-- Extracted data follows --

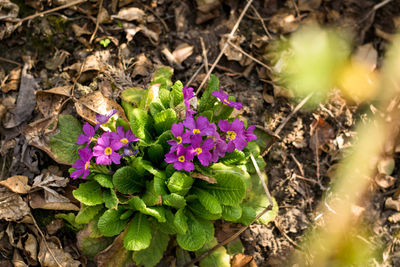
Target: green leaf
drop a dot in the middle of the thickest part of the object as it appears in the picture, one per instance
(164, 120)
(231, 213)
(110, 223)
(180, 221)
(165, 97)
(156, 153)
(63, 145)
(174, 200)
(110, 199)
(138, 204)
(104, 180)
(87, 213)
(141, 124)
(155, 108)
(168, 227)
(207, 101)
(180, 183)
(89, 193)
(176, 93)
(133, 95)
(208, 201)
(163, 76)
(195, 236)
(200, 211)
(150, 256)
(138, 235)
(229, 189)
(127, 181)
(218, 258)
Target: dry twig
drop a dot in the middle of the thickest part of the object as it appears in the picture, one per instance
(225, 45)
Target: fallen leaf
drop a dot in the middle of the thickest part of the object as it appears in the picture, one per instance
(95, 103)
(12, 207)
(130, 14)
(12, 81)
(26, 101)
(242, 260)
(46, 258)
(17, 184)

-- Extracted data concluded --

What you need to do: From the line containing "Target: fallen leaf" through the end of the material, print each line exactly as it appears.

Result below:
Target: fallen leaf
drop a dot in the middle of the thickest part of the object as it appears in the picture, one per instance
(95, 103)
(12, 207)
(130, 14)
(12, 81)
(26, 101)
(242, 260)
(46, 258)
(17, 184)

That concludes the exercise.